*Stated exercise:*
Rescale the stretch of data from the line containing "Where can the candle" through the line containing "point(423, 447)", reproducing every line in it and multiplying each answer's point coordinates by 2.05, rounded to whole numbers with halves rounded up. Leave all other numbers, including those in the notation samples, unchanged.

Stored records
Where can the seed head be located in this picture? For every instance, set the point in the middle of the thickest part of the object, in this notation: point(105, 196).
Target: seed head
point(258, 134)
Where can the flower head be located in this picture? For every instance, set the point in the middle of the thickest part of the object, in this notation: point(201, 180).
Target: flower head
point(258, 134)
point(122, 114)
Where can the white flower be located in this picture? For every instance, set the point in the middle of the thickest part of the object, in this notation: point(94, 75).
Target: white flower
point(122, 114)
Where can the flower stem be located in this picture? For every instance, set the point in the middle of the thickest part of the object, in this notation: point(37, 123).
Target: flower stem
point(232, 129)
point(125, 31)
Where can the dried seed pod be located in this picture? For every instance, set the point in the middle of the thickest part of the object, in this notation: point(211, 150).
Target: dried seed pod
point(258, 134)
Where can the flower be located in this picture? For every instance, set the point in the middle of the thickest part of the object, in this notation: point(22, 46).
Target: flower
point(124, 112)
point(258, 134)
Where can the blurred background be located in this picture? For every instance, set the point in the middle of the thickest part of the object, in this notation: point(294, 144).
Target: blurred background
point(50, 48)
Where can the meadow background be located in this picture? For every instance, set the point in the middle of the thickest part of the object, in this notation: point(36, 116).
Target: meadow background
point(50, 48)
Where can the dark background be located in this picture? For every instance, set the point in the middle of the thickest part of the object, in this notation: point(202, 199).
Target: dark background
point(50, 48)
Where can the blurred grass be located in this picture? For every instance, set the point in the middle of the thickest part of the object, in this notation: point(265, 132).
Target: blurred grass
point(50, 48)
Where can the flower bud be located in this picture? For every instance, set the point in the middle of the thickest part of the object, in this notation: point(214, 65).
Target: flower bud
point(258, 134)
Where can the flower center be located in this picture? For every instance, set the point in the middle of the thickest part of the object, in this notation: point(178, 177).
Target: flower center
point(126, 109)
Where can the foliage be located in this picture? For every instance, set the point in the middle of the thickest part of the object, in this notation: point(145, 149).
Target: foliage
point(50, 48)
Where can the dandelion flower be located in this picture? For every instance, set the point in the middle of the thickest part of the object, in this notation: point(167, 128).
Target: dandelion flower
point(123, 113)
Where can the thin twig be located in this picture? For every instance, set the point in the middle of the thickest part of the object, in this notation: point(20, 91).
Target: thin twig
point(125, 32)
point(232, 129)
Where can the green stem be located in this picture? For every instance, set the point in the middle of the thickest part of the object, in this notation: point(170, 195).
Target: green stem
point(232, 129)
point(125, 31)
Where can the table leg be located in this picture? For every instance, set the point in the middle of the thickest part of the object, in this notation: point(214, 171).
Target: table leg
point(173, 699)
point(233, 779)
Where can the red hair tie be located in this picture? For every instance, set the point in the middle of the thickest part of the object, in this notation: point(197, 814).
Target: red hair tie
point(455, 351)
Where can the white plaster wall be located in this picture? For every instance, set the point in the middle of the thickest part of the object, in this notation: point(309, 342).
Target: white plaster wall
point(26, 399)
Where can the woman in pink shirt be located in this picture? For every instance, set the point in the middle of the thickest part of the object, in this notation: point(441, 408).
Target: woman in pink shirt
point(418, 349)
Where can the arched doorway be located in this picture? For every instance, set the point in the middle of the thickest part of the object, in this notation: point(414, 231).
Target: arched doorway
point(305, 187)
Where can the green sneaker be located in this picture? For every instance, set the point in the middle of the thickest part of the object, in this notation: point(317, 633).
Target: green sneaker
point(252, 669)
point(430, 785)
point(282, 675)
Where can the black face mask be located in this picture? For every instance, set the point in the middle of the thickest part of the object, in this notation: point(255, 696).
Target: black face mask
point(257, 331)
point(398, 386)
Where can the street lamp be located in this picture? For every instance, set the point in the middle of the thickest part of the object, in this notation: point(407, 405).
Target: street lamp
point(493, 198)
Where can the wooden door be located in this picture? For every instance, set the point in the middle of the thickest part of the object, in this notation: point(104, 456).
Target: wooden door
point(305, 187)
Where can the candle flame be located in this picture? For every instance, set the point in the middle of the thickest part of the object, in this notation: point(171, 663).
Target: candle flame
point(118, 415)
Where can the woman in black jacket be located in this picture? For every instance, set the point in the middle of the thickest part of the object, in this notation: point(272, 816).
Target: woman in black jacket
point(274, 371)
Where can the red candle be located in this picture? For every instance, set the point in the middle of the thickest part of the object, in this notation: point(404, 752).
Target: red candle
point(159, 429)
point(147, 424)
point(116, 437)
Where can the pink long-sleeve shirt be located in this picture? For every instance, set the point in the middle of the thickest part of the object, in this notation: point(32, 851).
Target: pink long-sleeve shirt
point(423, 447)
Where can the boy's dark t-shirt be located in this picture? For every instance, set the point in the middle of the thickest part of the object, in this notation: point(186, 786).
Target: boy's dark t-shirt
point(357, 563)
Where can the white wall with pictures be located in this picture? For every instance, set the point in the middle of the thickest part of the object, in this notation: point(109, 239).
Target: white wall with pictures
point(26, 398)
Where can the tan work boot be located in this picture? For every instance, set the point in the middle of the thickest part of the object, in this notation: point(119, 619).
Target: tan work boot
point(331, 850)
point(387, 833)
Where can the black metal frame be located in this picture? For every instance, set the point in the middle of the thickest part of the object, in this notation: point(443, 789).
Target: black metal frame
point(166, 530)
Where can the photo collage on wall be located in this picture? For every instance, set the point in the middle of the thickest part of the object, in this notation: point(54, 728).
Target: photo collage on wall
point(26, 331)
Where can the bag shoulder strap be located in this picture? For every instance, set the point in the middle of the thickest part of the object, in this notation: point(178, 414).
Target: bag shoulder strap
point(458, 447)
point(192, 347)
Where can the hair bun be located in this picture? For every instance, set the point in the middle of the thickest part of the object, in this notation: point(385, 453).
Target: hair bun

*Written reply:*
Where can the candle flame be located in this picture? For every instance, set the point in the middle of the thickest part of the object, in this notation: point(171, 663).
Target: candle flame
point(242, 851)
Where can the woman in black jacket be located in this picture? For every instance, set the point in the middle of the thickest part of the object, in this notation: point(272, 816).
Target: woman in black jacket
point(562, 761)
Where can the red candle be located in this picture? For every instance, set the point in the middle of the thickest part of the object, in this notation: point(404, 752).
Target: red candle
point(326, 879)
point(301, 869)
point(238, 896)
Where can the pink long-sleeve shirt be located in this picture? For every instance, set the point in the middle of the thickest part of the object, in this notation: point(32, 851).
Target: pink long-sleeve shirt
point(867, 916)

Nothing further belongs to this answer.